REQUIREMENT -> Reproduce every one of the entries below word for word, with nothing changed.

— START RECORDS FOR THIS EXERCISE —

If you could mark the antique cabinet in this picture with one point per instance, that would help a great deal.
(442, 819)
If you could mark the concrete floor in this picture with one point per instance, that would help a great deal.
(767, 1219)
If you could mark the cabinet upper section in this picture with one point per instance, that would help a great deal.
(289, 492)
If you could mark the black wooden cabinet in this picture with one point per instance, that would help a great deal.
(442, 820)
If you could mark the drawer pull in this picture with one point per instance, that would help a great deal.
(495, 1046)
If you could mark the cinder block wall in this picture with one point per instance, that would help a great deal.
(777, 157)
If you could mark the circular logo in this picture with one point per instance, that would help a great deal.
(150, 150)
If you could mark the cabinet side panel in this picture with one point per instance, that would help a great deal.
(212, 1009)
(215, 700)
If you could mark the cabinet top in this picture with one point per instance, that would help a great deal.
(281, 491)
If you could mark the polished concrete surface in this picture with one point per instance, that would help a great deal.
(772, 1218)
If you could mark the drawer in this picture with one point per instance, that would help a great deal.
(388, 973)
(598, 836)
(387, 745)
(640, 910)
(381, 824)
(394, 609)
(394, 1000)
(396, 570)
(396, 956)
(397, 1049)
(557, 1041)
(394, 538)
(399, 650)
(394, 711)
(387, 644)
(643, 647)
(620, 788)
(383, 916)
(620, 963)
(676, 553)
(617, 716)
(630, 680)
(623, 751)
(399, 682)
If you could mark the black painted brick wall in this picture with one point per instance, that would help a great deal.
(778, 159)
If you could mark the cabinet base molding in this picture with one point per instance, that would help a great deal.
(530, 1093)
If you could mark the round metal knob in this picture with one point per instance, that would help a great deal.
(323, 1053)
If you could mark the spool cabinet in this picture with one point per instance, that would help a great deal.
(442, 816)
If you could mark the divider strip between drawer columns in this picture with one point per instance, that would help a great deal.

— END RECORDS FOR THIS EXERCISE —

WRITTEN SOLUTION ->
If you could mark the antique cabinet in this picture with one point per instance, that would help a great deal.
(442, 819)
If you could mark the concrete floor in this picture with one point per instance, that would help a great deal.
(767, 1219)
If you could mark the cabinet upper section in this picture with one point per instance, that would help a great deal.
(289, 492)
If you could mark the black wooden cabinet in this picture with one point per instance, that would help a great deal.
(442, 820)
If you could mark the drawer pull in this picture with one point per instance, that would help a great deal.
(495, 1046)
If you could mark the cinder block wall in this picture with one point per instance, that would help a great deal.
(777, 157)
If you could mark the circular logo in this picture with one point per instance, that would help a great deal.
(150, 150)
If you could mark the cabinet side panel in this picture with one point per instance, that would help a great deal.
(212, 1009)
(215, 700)
If you could mark the cabinet top in this picture with one point per instance, that would help a great deal.
(281, 491)
If you could mark the polished concrete surface in this picture with one point per instance, that would help a great deal.
(772, 1218)
If you could mark the drawer in this picture with one point per instance, that would help a great deal.
(388, 973)
(598, 836)
(387, 745)
(640, 910)
(381, 824)
(394, 609)
(394, 1000)
(396, 570)
(396, 956)
(397, 1049)
(557, 1041)
(394, 538)
(399, 650)
(394, 711)
(387, 644)
(643, 647)
(620, 788)
(383, 916)
(620, 963)
(676, 553)
(617, 716)
(630, 680)
(623, 751)
(399, 682)
If you could mark the black painted brick wall in this picture with one point per instance, that would help a great deal.
(778, 159)
If you could mark the cabinet base molding in this picture with one point per instance, that would help a great deal.
(530, 1093)
If you could mark the round metal knob in this picture with one point per instance, that would help a great deal.
(323, 1053)
If you could mark the spool cabinet in this picture with one point per instance, that would help a great deal.
(442, 816)
If you could mark the divider strip between drawer columns in this picture with one point per instance, that would help a great deal.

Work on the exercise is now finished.